## Data supplied
** BEGIN **
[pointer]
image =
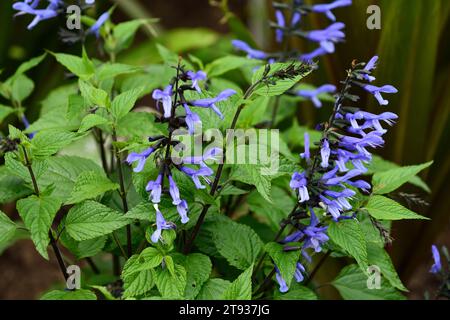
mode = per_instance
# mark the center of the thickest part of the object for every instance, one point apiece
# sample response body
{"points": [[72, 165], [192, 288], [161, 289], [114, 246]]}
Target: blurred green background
{"points": [[415, 58]]}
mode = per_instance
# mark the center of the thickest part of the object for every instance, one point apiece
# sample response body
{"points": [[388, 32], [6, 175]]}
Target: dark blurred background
{"points": [[415, 58]]}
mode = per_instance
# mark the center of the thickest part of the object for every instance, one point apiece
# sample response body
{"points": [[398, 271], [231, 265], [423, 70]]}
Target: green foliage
{"points": [[384, 208]]}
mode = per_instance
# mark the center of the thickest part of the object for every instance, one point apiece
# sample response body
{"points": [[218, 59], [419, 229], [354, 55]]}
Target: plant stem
{"points": [[122, 192], [318, 266], [53, 242], [201, 219]]}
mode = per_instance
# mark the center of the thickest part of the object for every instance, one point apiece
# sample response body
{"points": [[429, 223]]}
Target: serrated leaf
{"points": [[89, 185], [95, 96], [48, 142], [198, 268], [241, 288], [78, 66], [90, 121], [352, 285], [237, 243], [383, 208], [171, 285], [348, 235], [286, 262], [7, 229], [80, 294], [124, 102], [38, 213], [296, 292], [138, 283], [213, 289], [388, 181], [91, 219], [379, 257]]}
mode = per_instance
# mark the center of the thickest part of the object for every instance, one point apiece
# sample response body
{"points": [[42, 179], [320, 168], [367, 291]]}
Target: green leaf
{"points": [[172, 285], [90, 219], [63, 172], [281, 86], [348, 235], [93, 95], [49, 142], [21, 88], [383, 208], [226, 64], [213, 289], [251, 174], [90, 121], [112, 70], [5, 111], [89, 185], [286, 262], [198, 268], [38, 213], [352, 285], [379, 257], [80, 294], [388, 181], [237, 243], [138, 283], [241, 288], [296, 292], [83, 68], [124, 102], [7, 229]]}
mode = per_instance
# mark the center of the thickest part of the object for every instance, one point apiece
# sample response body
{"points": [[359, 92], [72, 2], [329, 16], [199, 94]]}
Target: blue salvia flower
{"points": [[306, 155], [95, 29], [325, 152], [211, 102], [176, 200], [161, 224], [283, 285], [164, 96], [141, 158], [299, 183], [30, 7], [196, 77], [326, 8], [437, 266], [314, 93], [251, 53], [155, 188], [281, 22], [376, 91]]}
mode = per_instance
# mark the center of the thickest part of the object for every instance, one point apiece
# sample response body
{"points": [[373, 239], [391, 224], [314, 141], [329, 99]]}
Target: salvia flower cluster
{"points": [[49, 9], [169, 101], [333, 174]]}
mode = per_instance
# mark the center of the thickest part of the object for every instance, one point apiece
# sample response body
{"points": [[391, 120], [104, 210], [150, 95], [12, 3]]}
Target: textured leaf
{"points": [[348, 235], [286, 262], [89, 185], [90, 219], [90, 121], [238, 243], [80, 294], [384, 208], [379, 257], [213, 289], [388, 181], [78, 66], [38, 213], [241, 288], [7, 229], [172, 285], [124, 102], [352, 285]]}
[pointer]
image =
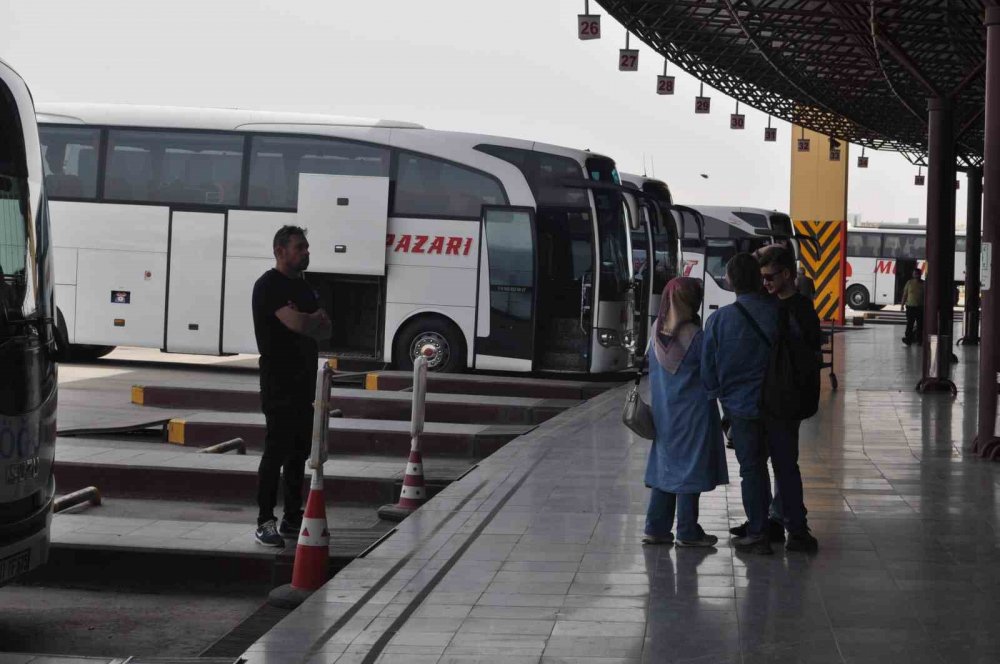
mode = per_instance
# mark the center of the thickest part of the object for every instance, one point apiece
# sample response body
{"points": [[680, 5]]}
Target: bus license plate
{"points": [[15, 565], [22, 470]]}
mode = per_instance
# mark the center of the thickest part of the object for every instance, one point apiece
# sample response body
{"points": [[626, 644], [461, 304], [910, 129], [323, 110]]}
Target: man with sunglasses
{"points": [[787, 510]]}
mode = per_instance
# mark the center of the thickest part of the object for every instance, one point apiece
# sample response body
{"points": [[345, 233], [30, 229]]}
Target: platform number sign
{"points": [[588, 26], [628, 59]]}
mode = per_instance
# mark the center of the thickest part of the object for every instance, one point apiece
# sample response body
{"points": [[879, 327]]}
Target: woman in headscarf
{"points": [[687, 457]]}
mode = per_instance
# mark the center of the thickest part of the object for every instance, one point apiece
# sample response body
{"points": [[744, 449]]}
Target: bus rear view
{"points": [[27, 366]]}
** END **
## Exercise
Set the material from its first line up to and including the line containing "Target: blurred green background" into a numbered list. Skip any blank lines and leave the pictures out.

## Exercise result
1. [pointer]
2. image =
3. mode = per_instance
4. # mark the center of the thickest part of the object for every instance, one point apiece
5. # sample response body
6. {"points": [[72, 165], [192, 288], [161, 289], [114, 246]]}
7. Target: blurred green background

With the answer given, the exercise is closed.